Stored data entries
···
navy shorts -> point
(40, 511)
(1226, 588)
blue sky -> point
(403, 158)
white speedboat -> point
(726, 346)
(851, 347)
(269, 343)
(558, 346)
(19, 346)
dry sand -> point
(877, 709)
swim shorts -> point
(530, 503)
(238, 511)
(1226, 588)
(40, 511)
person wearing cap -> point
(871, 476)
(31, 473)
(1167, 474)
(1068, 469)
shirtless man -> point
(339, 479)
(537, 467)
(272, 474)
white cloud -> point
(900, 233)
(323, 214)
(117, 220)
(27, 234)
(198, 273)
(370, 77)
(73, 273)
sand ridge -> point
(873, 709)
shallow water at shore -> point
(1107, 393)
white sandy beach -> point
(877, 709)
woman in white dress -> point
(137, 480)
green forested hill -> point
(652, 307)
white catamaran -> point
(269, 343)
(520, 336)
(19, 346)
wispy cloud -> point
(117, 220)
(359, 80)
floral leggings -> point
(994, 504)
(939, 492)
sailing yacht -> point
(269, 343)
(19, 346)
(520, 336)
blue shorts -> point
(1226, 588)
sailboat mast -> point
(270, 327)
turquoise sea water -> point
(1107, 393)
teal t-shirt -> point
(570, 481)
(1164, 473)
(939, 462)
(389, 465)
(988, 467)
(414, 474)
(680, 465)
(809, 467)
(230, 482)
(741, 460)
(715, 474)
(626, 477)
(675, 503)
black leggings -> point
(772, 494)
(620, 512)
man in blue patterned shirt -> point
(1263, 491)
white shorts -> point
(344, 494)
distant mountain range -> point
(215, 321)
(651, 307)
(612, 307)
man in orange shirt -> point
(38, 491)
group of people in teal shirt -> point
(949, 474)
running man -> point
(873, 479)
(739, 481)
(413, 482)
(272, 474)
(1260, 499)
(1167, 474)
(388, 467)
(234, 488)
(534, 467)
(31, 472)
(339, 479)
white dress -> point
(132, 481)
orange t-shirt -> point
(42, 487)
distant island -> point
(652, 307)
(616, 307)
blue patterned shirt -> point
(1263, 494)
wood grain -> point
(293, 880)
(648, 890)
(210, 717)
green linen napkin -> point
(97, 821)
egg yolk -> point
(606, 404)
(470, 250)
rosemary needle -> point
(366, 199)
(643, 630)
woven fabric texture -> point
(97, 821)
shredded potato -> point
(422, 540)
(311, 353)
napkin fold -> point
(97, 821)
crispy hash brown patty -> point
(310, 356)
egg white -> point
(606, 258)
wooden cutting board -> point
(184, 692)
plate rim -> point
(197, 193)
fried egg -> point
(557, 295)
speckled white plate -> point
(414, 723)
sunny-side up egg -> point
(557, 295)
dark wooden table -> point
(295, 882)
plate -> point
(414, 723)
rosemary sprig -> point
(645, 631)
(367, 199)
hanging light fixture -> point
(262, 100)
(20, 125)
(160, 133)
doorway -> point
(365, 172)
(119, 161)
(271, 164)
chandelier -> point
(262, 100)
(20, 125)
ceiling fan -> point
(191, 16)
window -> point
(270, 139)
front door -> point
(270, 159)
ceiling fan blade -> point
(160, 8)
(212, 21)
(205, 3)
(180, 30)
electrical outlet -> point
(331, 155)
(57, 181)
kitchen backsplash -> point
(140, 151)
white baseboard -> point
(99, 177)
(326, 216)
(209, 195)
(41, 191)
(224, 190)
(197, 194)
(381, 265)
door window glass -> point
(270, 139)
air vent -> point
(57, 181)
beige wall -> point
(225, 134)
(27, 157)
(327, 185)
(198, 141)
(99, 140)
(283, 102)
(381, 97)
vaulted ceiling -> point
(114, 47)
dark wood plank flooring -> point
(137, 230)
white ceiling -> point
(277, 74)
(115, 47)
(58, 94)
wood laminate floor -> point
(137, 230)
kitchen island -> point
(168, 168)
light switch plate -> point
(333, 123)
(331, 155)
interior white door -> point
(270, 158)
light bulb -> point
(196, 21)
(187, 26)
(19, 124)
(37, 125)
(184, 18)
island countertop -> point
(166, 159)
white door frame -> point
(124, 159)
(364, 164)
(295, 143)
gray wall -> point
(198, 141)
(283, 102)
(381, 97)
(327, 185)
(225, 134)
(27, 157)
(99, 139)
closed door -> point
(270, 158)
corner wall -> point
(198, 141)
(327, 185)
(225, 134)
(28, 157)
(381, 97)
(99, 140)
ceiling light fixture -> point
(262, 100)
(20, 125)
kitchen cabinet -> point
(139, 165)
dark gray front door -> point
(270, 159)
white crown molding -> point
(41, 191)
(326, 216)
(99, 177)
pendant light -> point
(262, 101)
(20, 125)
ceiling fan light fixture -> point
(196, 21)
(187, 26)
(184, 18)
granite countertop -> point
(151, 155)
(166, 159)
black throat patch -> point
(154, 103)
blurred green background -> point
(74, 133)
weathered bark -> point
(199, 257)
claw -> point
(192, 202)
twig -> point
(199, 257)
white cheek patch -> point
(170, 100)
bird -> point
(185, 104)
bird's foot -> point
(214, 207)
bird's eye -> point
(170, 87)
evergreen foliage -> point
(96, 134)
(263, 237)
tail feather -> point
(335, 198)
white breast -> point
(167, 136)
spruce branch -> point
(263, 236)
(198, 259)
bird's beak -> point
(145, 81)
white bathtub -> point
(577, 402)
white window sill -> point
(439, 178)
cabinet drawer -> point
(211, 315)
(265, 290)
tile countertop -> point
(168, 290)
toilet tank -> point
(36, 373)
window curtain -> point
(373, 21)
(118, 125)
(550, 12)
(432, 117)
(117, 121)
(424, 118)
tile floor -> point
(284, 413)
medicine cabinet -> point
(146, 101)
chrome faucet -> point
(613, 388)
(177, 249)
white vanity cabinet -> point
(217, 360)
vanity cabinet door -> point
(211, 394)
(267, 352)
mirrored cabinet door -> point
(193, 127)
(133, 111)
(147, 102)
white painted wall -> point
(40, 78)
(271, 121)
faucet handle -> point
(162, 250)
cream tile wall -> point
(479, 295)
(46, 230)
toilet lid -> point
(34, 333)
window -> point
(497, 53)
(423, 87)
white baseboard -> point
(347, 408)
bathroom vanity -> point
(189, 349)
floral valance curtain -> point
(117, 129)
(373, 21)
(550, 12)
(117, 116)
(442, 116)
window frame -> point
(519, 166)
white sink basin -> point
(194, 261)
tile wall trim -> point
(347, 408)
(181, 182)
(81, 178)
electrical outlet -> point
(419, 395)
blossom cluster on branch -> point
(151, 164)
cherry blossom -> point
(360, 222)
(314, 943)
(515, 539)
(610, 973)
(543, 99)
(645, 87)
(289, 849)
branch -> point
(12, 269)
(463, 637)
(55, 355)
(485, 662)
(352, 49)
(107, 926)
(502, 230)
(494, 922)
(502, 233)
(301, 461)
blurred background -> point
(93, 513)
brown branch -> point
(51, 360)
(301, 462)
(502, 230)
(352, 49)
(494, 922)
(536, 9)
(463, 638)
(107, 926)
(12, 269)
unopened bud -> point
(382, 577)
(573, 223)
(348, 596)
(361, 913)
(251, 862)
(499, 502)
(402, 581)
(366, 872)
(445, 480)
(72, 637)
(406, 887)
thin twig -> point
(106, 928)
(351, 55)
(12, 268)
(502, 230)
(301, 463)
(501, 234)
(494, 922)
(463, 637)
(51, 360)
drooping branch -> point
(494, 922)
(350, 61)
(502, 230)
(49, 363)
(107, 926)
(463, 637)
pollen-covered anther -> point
···
Please print each entry once more, exactly as it reads.

*Reply*:
navy shorts -> point
(40, 511)
(1226, 588)
blue sky -> point
(403, 158)
white speedboat -> point
(726, 346)
(851, 347)
(269, 343)
(558, 346)
(19, 346)
dry sand -> point
(877, 709)
swim shorts -> point
(530, 503)
(238, 511)
(1226, 588)
(40, 511)
person wearing cap -> point
(871, 476)
(31, 473)
(1167, 474)
(1068, 469)
shirtless man -> point
(339, 479)
(537, 467)
(272, 474)
white cloud -> point
(900, 233)
(323, 214)
(117, 220)
(27, 234)
(198, 273)
(370, 77)
(73, 273)
sand ridge -> point
(873, 709)
shallow water at shore -> point
(1107, 393)
white sandy beach -> point
(877, 709)
woman in white dress -> point
(137, 480)
green forested hill -> point
(652, 307)
white catamaran -> point
(269, 343)
(520, 336)
(19, 346)
wispy cloud -> point
(117, 220)
(359, 80)
floral leggings -> point
(994, 504)
(939, 492)
sailing yacht -> point
(269, 343)
(19, 346)
(520, 336)
blue shorts -> point
(1226, 588)
sailboat mast -> point
(270, 327)
turquoise sea water -> point
(1107, 393)
teal t-shirt -> point
(570, 481)
(1164, 473)
(939, 462)
(389, 465)
(988, 467)
(414, 474)
(680, 465)
(809, 467)
(230, 482)
(741, 460)
(715, 474)
(626, 477)
(675, 503)
black leggings -> point
(772, 494)
(620, 512)
man in blue patterned shirt -> point
(1263, 491)
white shorts -> point
(344, 494)
distant mountain range -> point
(215, 321)
(651, 307)
(612, 307)
man in orange shirt -> point
(38, 491)
group of people in teal shirt -> point
(949, 474)
running man -> point
(873, 479)
(739, 481)
(413, 482)
(272, 474)
(1260, 499)
(1167, 474)
(388, 467)
(234, 488)
(534, 467)
(31, 472)
(339, 479)
white dress -> point
(132, 481)
orange t-shirt -> point
(42, 487)
distant island -> point
(652, 307)
(616, 307)
blue patterned shirt -> point
(1263, 494)
wood grain -> point
(293, 880)
(648, 890)
(210, 717)
green linen napkin -> point
(97, 821)
egg yolk -> point
(606, 404)
(470, 250)
rosemary needle -> point
(366, 199)
(643, 630)
woven fabric texture -> point
(97, 821)
shredded potato -> point
(422, 540)
(311, 353)
napkin fold -> point
(97, 821)
crispy hash brown patty -> point
(310, 356)
egg white -> point
(606, 258)
wooden cutting board -> point
(184, 692)
plate rim -> point
(197, 193)
fried egg -> point
(557, 295)
speckled white plate -> point
(414, 723)
sunny-side up egg -> point
(557, 295)
dark wooden table -> point
(295, 882)
plate -> point
(414, 723)
rosemary sprig -> point
(645, 631)
(367, 199)
hanging light fixture -> point
(262, 100)
(20, 125)
(160, 133)
doorway -> point
(365, 172)
(119, 161)
(271, 164)
chandelier -> point
(262, 100)
(20, 125)
ceiling fan -> point
(191, 16)
window -> point
(270, 139)
front door -> point
(270, 159)
ceiling fan blade -> point
(160, 8)
(212, 21)
(205, 3)
(180, 30)
electrical outlet -> point
(331, 155)
(57, 181)
kitchen backsplash -> point
(140, 151)
white baseboard -> point
(99, 177)
(326, 216)
(209, 195)
(41, 191)
(224, 190)
(197, 194)
(381, 265)
door window glass -> point
(270, 139)
air vent -> point
(57, 181)
beige wall -> point
(225, 134)
(27, 157)
(327, 185)
(198, 141)
(99, 140)
(283, 102)
(381, 97)
vaulted ceiling -> point
(114, 47)
dark wood plank flooring -> point
(137, 230)
white ceiling -> point
(277, 74)
(115, 47)
(58, 94)
wood laminate floor -> point
(137, 230)
kitchen island -> point
(168, 168)
light switch plate -> point
(333, 123)
(331, 155)
interior white door -> point
(270, 158)
light bulb -> point
(196, 21)
(187, 26)
(19, 124)
(37, 125)
(184, 18)
island countertop -> point
(166, 159)
white door frame -> point
(124, 159)
(364, 164)
(295, 143)
gray wall -> point
(198, 141)
(283, 102)
(381, 97)
(327, 185)
(225, 134)
(27, 157)
(99, 139)
closed door -> point
(270, 158)
corner wall -> point
(198, 141)
(327, 185)
(225, 134)
(28, 157)
(381, 97)
(99, 140)
ceiling light fixture -> point
(262, 100)
(20, 125)
kitchen cabinet -> point
(139, 165)
dark gray front door -> point
(270, 159)
white crown molding -> point
(41, 191)
(326, 216)
(99, 177)
pendant light -> point
(262, 101)
(20, 125)
ceiling fan light fixture -> point
(196, 21)
(187, 26)
(184, 18)
granite countertop -> point
(151, 155)
(166, 159)
black throat patch -> point
(154, 103)
blurred green background -> point
(74, 133)
weathered bark -> point
(199, 257)
claw -> point
(192, 202)
twig -> point
(199, 257)
white cheek patch -> point
(170, 100)
bird -> point
(185, 104)
bird's foot -> point
(214, 207)
bird's eye -> point
(170, 87)
evergreen foliage -> point
(96, 134)
(263, 237)
tail feather -> point
(335, 198)
white breast -> point
(167, 136)
spruce branch -> point
(263, 236)
(198, 259)
bird's beak -> point
(145, 81)
white bathtub -> point
(577, 402)
white window sill -> point
(439, 178)
cabinet drawer -> point
(211, 315)
(265, 290)
tile countertop -> point
(168, 290)
toilet tank -> point
(36, 373)
window curtain -> point
(373, 21)
(118, 125)
(550, 12)
(432, 117)
(117, 121)
(424, 118)
tile floor -> point
(284, 413)
medicine cabinet -> point
(146, 101)
chrome faucet -> point
(613, 388)
(177, 249)
white vanity cabinet -> point
(217, 360)
vanity cabinet door -> point
(211, 394)
(267, 352)
mirrored cabinet door -> point
(193, 127)
(133, 111)
(147, 102)
white painted wall -> point
(40, 78)
(271, 121)
faucet handle -> point
(162, 250)
cream tile wall -> point
(479, 295)
(46, 230)
toilet lid -> point
(34, 333)
window -> point
(497, 53)
(423, 87)
white baseboard -> point
(347, 408)
bathroom vanity -> point
(189, 349)
floral valance curtain -> point
(117, 129)
(373, 21)
(550, 12)
(117, 116)
(442, 116)
window frame -> point
(519, 166)
white sink basin -> point
(194, 261)
tile wall trim -> point
(347, 408)
(181, 182)
(81, 178)
electrical outlet -> point
(419, 395)
blossom cluster on branch -> point
(151, 164)
cherry blossom -> point
(360, 222)
(314, 943)
(515, 539)
(610, 973)
(543, 99)
(645, 87)
(289, 849)
branch -> point
(12, 269)
(463, 637)
(55, 355)
(485, 662)
(352, 49)
(107, 926)
(502, 230)
(494, 922)
(502, 233)
(301, 461)
blurred background -> point
(93, 513)
brown branch -> point
(51, 360)
(301, 462)
(502, 230)
(352, 49)
(494, 922)
(536, 9)
(463, 638)
(107, 926)
(12, 269)
unopened bud -> point
(382, 577)
(573, 223)
(348, 596)
(361, 913)
(251, 862)
(499, 502)
(402, 581)
(366, 872)
(445, 480)
(72, 637)
(406, 887)
thin twig -> point
(106, 928)
(351, 55)
(12, 268)
(502, 230)
(301, 463)
(501, 234)
(494, 922)
(463, 637)
(51, 360)
drooping branch -> point
(494, 922)
(350, 61)
(502, 230)
(49, 363)
(107, 926)
(463, 637)
pollen-covered anther -> point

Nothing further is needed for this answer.